Natural language region descriptions:
____
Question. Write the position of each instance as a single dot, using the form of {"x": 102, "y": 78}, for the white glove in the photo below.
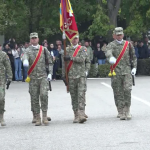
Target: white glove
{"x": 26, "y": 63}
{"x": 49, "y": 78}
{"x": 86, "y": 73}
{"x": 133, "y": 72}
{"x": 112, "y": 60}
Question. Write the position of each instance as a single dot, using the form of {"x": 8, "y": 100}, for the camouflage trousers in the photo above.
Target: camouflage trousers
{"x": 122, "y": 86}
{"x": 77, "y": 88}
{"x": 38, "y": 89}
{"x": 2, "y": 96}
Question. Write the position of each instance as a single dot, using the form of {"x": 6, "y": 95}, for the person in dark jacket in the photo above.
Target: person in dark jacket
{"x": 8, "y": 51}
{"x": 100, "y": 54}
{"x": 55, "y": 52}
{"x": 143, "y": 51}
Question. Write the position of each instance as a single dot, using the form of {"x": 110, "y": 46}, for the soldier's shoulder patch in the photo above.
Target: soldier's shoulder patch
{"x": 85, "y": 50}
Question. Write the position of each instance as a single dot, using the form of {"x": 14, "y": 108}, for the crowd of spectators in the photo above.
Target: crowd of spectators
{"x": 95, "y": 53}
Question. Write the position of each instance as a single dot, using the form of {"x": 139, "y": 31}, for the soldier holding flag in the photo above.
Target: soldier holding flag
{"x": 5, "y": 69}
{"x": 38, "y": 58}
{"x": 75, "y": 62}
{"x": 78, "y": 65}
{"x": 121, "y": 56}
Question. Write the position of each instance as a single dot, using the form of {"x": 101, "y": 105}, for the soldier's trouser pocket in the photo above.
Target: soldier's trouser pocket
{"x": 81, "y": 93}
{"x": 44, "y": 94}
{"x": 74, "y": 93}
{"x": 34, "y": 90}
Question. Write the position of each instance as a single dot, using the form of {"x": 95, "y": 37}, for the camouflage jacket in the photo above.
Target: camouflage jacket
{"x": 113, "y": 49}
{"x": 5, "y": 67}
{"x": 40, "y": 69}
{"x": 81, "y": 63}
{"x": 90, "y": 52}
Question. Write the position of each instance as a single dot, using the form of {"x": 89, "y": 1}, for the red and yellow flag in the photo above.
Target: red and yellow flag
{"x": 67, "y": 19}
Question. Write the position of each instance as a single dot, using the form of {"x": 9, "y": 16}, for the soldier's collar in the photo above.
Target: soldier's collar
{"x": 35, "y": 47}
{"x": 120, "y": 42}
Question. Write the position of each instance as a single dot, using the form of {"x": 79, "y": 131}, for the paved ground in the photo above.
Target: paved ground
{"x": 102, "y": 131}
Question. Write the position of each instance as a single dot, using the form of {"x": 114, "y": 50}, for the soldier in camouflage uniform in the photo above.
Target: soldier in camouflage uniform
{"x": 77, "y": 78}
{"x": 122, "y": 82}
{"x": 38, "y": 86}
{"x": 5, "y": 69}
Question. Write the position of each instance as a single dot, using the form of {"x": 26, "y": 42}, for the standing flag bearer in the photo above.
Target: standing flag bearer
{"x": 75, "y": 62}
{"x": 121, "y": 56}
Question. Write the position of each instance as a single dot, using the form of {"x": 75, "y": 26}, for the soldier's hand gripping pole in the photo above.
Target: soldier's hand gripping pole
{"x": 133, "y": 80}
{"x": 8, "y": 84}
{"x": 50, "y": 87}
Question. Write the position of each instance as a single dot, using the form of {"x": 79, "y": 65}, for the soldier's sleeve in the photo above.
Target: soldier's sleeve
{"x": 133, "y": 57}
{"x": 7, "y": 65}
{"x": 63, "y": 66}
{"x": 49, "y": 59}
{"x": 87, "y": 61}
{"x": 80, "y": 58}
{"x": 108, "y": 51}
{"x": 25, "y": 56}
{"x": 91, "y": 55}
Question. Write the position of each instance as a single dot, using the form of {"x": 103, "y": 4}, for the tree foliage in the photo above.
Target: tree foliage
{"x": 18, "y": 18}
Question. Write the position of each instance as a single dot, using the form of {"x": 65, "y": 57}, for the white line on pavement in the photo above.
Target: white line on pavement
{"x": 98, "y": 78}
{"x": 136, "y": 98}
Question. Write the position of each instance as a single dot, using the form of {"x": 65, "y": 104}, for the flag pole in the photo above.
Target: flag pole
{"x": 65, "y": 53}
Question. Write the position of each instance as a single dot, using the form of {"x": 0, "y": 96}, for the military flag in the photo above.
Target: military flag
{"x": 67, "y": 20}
____
▶ **PROBLEM REQUIREMENTS**:
Return, word for word, every line from the line with "foliage in the photo above." to the final line of the data.

▶ **YOUR SOLUTION**:
Question. Write the position of each instance as a single dot, using the form of {"x": 103, "y": 4}, for the tree foliage in the photo above.
Target: tree foliage
{"x": 18, "y": 18}
Question. Write the position of each instance as a single dot, using the form of {"x": 65, "y": 57}, for the white line on pavement in the photo above.
Target: white line on pavement
{"x": 98, "y": 78}
{"x": 136, "y": 98}
Question. Write the position of each instance as a single dot, using the form of {"x": 65, "y": 104}, for the flag pole in the photo above.
Target: flag pole
{"x": 65, "y": 53}
Question. Write the position of each instance as a single dot, using the form of {"x": 0, "y": 96}, for the military flag in the photo above.
Target: military flag
{"x": 67, "y": 20}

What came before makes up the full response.